WHAT IS EXPECTED =
According to the election passage, how many voters have been approved for mail-in or absentee ballots?

PASSAGE PROVIDED =
“On many levels, seemingly more by the day, this will be an election like no other,” she said.
In terms of progress, Boockvar cites increased election security and vote-by-mail options, the latter brought on by the coronavirus pandemic. But the unprecedented challenges now include both COVID-19 precautions and civil unrest.
Boockvar said 1.8 million voters have been approved for mail-in or absentee ballots, and those ballots need to be returned in person at drop-off locations by 8 p.m. Tuesday — a postmark is not sufficient.
She encourages patience, as results on election night will likely take longer than they have in the past.
If you are voting in person, Boockvar advises voters to double-check their polling place, as it may have changed.
In-person voting will have safety precautions in place. The state has provided counties with sanitary supplies, and Boockvar directs in-person voters to wear a mask, maintain a social distance, wash hands before and after voting.
You may want to bring your own black or blue ink pen, too.

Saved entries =
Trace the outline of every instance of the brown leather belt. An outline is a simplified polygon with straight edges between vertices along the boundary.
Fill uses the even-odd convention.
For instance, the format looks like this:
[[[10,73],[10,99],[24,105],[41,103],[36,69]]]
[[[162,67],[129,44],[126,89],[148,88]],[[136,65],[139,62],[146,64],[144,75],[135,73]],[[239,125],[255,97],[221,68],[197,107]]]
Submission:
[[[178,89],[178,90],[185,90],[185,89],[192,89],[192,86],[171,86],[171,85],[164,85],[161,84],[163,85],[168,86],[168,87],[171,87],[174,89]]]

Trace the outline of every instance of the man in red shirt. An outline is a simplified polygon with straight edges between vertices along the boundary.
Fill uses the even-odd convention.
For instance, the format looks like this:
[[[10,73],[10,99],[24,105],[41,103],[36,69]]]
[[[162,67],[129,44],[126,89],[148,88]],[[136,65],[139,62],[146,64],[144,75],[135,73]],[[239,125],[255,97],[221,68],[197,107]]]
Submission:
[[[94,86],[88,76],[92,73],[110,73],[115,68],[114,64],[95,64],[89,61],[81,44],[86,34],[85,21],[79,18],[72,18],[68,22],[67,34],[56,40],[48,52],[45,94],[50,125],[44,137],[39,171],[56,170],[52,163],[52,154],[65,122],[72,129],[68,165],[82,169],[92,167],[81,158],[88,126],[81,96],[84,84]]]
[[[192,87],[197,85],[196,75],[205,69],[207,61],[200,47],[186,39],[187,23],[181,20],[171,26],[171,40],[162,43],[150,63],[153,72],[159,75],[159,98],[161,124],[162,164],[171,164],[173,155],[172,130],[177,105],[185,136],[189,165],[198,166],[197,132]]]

YOUR RESPONSE =
1.8 million voters.